_SOURCE EXCERPT_
++++++
On Wikipedia they list bullet velocity and energy, some bullets have different sized bullets so have a list.
The measurement for energy is ft lbs. (Or at least I understand that one better.) And while I do understand a bullet can do a significant amount of damage to an object, I don’t understand what the ft lbs means. Case in point, for the 500 S&W magnum round they have 5 different bullets velocity and energy listed. The bullets listed have low 2000 ft lbs to almost 3000 ft lbs listed.
My understanding of “1 ft lbs” is the amount of energy a 1 pound weight hits the ground with. (In a vacuum) Or the amount of energy needed to raise 1 pound 1 foot in a vacuum.
So while the 500SW magnum is a very powerful round, I know it can’t move 2000-3000 pounds a foot. So I want to know what the ft lbs means in this case? Like if a person is shot they don’t really fly back. There is a video on YouTube where a guy shot a 5 gallon water jug. It caused the jug to split and water to fly everywhere, but it didn’t move.
Am I not understanding ft lbs to start with? Or what? How does a bullet have that much energy, but in reality can’t move an object even close to the size listed?
In: Physics
The problem with imperial units is, it’s hard to make sense of the described property from the units.
++++++
_EXTRACTED ENTRIES_
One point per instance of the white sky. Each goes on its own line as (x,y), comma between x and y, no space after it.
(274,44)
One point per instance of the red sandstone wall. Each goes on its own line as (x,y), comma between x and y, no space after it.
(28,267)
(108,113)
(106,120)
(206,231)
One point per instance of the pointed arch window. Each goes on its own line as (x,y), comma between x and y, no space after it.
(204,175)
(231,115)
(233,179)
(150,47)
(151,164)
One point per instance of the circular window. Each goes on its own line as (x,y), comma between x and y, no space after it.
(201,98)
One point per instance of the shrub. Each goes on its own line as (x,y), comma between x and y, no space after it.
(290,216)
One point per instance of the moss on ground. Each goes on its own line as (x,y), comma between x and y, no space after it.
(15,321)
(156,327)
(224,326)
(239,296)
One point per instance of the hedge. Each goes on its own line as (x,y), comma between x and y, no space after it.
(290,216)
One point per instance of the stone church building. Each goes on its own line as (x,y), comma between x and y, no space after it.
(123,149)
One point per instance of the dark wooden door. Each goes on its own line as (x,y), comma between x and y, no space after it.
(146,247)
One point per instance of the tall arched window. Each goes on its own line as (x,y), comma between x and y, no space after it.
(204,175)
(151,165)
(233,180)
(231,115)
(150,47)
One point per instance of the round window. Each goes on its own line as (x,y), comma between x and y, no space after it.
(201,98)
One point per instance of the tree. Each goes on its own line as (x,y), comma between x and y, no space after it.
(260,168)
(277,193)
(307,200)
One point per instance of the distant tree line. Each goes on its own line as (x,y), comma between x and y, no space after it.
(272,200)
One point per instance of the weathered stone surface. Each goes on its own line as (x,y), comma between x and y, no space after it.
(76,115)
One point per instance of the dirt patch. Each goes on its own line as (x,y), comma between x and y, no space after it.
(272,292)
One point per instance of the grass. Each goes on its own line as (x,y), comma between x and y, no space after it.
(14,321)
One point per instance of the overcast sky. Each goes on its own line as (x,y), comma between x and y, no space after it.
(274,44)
++++++
_EXERCISE INSTRUCTIONS_
(1) From the thread on bullet energy, extract the stretch from "So while the" through "the size listed?" without changing any wording.
(2) Write the next part of the forum thread about bullet energy in foot-pounds, picking up right after its final sentence.

_EXERCISE RESPONSES_
(1)
So while the 500SW magnum is a very powerful round, I know it can’t move 2000-3000 pounds a foot. So I want to know what the ft lbs means in this case? Like if a person is shot they don’t really fly back. There is a video on YouTube where a guy shot a 5 gallon water jug. It caused the jug to split and water to fly everywhere, but it didn’t move.
Am I not understanding ft lbs to start with? Or what? How does a bullet have that much energy, but in reality can’t move an object even close to the size listed?

(2)
In school, you may have heard of kinetic energy and potential energy. All objects have mass and when they’re moving, they have kinetic energy. A feather or leaf falling on you is barely noticeable. An apple falling on you is a little bit painful. A rock thrown at you can actually hurt. A car hitting you can kill you. A train hitting you will destroy your body as well.
As you can see, kinetic energy is dependent on the mass and speed (velocity, to be precise) of the moving object.
A bullet may not have much mass, but it has a lot of velocity, and thus,a lot of kinetic energy. Getting shot with a bullet is like getting hit with a hammer – very hard. However, all that energy is focused into the point of the bullet. So instead of crush injury at the impact site, it pierces your body and goes through it.
Since the bullet is typically made of lead (a soft metal), the bullet also disintegrates in the body, destroying organs as the pieces of the bullet go through the body.
If the target is a metal block placed on a surface, it will indeed move when hit by a bullet, since the bullet can’t penetrate the hard metal surface, so it yields all it’s energy into the metal block.
Your understanding of what a foot pound is is correct. The reason that it doesn’t push the jug is because it doesn’t transfer much of its energy to the jug – if you shoot a plastic jug with a gun, the bullet will pass straight through and not lose all that much velocity, which means most of the energy is still in the bullet.
In the case that the bullet embeds itself in the person, a lot of its energy will be spent deforming things (breaking your bones, tearing through muscle etc all takes energy to do).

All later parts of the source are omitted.